(Saved entries)
------
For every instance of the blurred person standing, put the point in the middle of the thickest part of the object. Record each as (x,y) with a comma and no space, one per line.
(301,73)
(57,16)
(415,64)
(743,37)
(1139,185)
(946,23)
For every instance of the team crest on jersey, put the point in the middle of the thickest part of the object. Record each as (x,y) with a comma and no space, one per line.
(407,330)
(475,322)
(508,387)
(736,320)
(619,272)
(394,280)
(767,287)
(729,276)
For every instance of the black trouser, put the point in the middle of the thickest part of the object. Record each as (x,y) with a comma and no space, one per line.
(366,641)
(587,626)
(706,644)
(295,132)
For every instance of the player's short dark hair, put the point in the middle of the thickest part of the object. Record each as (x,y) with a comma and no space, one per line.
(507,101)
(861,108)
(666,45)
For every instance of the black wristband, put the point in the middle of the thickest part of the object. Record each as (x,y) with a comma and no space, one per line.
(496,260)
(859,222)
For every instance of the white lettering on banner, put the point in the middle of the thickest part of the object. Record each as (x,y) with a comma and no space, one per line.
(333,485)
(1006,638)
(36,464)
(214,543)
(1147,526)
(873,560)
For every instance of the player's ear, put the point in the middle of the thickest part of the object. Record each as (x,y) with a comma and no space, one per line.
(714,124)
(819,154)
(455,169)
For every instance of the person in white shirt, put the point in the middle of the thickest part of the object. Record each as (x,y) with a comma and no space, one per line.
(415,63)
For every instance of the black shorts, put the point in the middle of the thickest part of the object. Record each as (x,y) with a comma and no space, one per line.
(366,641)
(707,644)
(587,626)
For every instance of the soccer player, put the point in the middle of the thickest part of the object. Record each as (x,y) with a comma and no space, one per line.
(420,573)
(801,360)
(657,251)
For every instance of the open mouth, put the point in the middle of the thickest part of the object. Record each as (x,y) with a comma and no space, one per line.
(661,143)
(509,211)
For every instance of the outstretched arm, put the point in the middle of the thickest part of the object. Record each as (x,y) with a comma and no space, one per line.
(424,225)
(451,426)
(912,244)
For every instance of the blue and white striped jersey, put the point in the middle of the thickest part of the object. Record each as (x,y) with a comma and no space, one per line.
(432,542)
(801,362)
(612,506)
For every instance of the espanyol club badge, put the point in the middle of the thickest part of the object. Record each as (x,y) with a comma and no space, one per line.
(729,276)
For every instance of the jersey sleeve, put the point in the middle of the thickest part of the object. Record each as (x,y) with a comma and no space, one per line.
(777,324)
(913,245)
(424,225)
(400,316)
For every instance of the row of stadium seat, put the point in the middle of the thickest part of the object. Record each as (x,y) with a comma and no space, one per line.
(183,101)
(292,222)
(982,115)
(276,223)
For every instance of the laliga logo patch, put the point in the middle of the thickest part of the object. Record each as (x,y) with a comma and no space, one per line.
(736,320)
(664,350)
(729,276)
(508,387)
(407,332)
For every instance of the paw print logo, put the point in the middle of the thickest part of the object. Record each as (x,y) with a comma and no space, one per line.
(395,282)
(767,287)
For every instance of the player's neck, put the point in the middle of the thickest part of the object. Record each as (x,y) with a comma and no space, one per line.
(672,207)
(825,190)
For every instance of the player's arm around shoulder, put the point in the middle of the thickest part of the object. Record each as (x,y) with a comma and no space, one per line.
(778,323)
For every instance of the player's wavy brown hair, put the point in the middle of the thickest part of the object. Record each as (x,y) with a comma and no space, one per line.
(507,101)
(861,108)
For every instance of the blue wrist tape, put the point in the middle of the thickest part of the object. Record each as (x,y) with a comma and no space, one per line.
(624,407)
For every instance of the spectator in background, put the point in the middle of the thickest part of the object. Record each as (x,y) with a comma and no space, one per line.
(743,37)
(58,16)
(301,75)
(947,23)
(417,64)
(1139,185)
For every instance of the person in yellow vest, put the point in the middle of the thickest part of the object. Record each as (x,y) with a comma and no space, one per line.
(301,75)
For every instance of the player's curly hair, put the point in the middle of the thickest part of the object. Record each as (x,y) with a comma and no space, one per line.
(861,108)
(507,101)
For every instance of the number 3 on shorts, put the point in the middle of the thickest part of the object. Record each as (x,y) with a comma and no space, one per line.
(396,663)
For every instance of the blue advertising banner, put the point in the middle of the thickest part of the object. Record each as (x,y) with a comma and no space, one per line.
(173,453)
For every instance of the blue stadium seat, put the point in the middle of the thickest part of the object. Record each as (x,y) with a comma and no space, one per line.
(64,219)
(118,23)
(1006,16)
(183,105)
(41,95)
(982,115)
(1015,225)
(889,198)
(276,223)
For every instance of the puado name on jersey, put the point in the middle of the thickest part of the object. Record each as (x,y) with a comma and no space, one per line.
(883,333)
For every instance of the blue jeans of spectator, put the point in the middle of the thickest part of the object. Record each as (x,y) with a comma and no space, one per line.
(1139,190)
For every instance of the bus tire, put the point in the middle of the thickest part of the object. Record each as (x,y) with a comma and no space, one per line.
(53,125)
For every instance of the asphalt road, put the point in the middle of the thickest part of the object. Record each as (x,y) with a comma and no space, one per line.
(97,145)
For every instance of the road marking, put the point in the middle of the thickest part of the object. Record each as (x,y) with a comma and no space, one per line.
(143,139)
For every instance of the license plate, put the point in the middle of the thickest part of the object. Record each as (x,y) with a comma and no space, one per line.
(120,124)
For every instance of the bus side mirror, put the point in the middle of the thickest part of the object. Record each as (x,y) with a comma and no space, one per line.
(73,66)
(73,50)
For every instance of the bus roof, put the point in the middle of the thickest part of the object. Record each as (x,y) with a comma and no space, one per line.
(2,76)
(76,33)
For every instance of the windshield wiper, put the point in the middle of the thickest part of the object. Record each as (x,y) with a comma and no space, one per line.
------
Try it
Reprint the entries above in full, exactly as they are.

Response box
For every instance of the blurred person standing, put the point in the middle of the thickest part of the object. Record each as (x,y) with a comma and no space, one per line.
(301,73)
(57,16)
(415,64)
(743,37)
(1139,185)
(946,23)
For every instance of the team crest on jersey, put the point in the middle of the thickest part of the object. Record each as (x,y) with a comma and no space, one per line.
(407,330)
(475,322)
(508,387)
(736,320)
(619,272)
(394,280)
(767,287)
(729,276)
For every instance of the black trouser, put the point in the middle of the thickest part of the object. Record each as (x,y) with a comma and no space, one per line.
(366,641)
(587,626)
(706,644)
(295,132)
For every instance of the player's short dark hair, put the point in the middle of the thickest part of the object. Record each as (x,y) with a comma and no space, one per line.
(507,101)
(861,108)
(666,45)
For every instance of the black wristband, put the point in the middle of the thickest part of the object. Record each as (x,y) with a comma and no space, one per line.
(496,260)
(859,222)
For every instance of the white lettering on banner, put the point in the middle of the thickest part of the object. Record each as (x,y) with a comma and no space, one per line.
(333,485)
(1006,638)
(36,464)
(214,543)
(1147,526)
(873,560)
For every instance of the player's ear, put the point in the middle of the thickest part of the object. Record each as (x,y) with a comma and no space, one per line.
(714,124)
(819,154)
(455,169)
For every instance of the person in white shirt, put the point in the middle of the thickest part of the object. Record each as (x,y) with a comma and no space, one per line.
(415,63)
For every instance of the black shorts, put the point in the middle of the thickest part of the object. Record each as (x,y) with a comma and no space, one per line.
(366,641)
(707,644)
(587,626)
For every instance of the soccer player, put the point in the middle of the thickest part of the object. Record each as (x,y) with a comma and no space, one per line.
(420,573)
(801,360)
(657,251)
For every instance of the open mouth, put the point in the middle of the thickest part of the object. Record each as (x,y) with a comma and no space, one per line.
(661,143)
(509,211)
For every instance of the outstretched arm, put the point in the middle of the thickest part of the object. Record each as (x,y) with a comma and no space, one per line.
(424,225)
(451,426)
(912,244)
For every instance of the blue and white striped jersey, put the point in the middle of the thickest part of the object. Record each as (x,y) with a comma and no space, one per line.
(432,542)
(801,362)
(612,506)
For every instance of the espanyol club badge, put the point in the middle of the thickest part of the object. Record each as (x,y) with a comma and no space, one per line.
(729,276)
For every instance of the jersey sleeve, put the point in the middle of the thickest part of the object. Record each as (x,y) with a comma and no space, one per line.
(777,324)
(913,245)
(424,225)
(400,316)
For every instance of the row of stadium seat, put the point in the middle of the thickest part of the object. Record each as (x,y) with a comma and no space, one per line.
(183,101)
(292,222)
(982,115)
(276,223)
For every instance of the laliga logo patch, put the point in the middle of the thickest part of the object. Record each as (x,y) with a comma and no space, one per line.
(736,320)
(664,350)
(729,276)
(508,387)
(407,332)
For every instance of the paw print logo, put the point in the middle of the thickest part of the object. Record each as (x,y) with a comma and no space, one per line.
(395,282)
(767,287)
For every instance of the player's neck, put the point in the middle of the thickest part of the object. Record each as (x,y) with a comma and no space, one per line.
(672,207)
(825,190)
For every instance of the player's arm around shoulder, put the point in the middle of the thickest part of the object. Record each as (x,y) with a comma and no space, one per line.
(778,323)
For every instance of the player's wavy brown hair, put the point in the middle of the thickest part of the object. Record each as (x,y) with a comma and no space, one per line.
(507,101)
(861,108)
For every instance of the blue wrist tape, put the point in the middle of the thickest part of the object. Record each as (x,y) with a comma and no space, one per line.
(624,407)
For every instance of the spectator in background, put the point in the middle of the thickest part of the object. Record each as (x,y) with a comma and no space, one per line.
(743,37)
(58,16)
(301,75)
(947,23)
(417,64)
(1139,185)
For every instance of the person in yellow vest, put the point in the middle of the thickest part of the object. Record each as (x,y) with a comma and no space, one per line.
(301,75)
For every instance of the player's curly hair, put the point in the middle of the thickest part of the object. Record each as (x,y) with a comma and no space, one per line.
(861,108)
(507,101)
For every instance of the number 3 on shorts, put the point in the middle of the thickest part of the object. Record each as (x,y) with a comma and no space, one per line.
(396,663)
For every instance of the blue advertising banner, put the point in the middle of the thickest part of the object. Record each as (x,y) with a comma and no space, one per line.
(173,453)
For every instance of the blue stadium seat, put the point in the middle of the thickest part of the object. Record each as (x,y) with a comma and no space, one per line.
(64,219)
(118,23)
(1006,16)
(183,105)
(41,95)
(982,115)
(1015,225)
(889,198)
(276,223)
For every instance of the puado name on jersey, put the point in the middle of the thickest part of the object. Record each as (x,y) with a comma and no space, one per line.
(883,333)
For every instance of the blue jeans of spectator, put the point in the middle of the thickest part of the object. Record each as (x,y) with a comma and no space, one per line.
(1139,190)
For every instance of the bus tire, put the point in the middle of the thickest part of the object. Record each as (x,y) with a comma and no space, one per line.
(53,125)
For every instance of the asphalt road, put the point in the middle of the thickest part of the object. Record each as (x,y) with a comma and no space, one per line.
(97,145)
For every instance of the road marking, put the point in the middle of the thickest part of the object. Record each as (x,y) with a comma and no space, one per line.
(143,139)
For every instance of the license plate, put the point in the middle of the thickest part of the object. Record each as (x,y) with a comma and no space, one per line.
(120,124)
For every instance of the bus side mirror, put the point in the middle of the thickest part of the object. Record each as (x,y) with a comma and no space, one per line.
(73,66)
(73,50)
For every instance of the bus roof, put the point in the middle of the thickest part of the object. Record each as (x,y) with a comma and no space, one per line.
(2,76)
(76,33)
For every instance of the windshield wiper, put the point in the middle of the thickest part of the object. Record each as (x,y) with a comma and no space, one per line.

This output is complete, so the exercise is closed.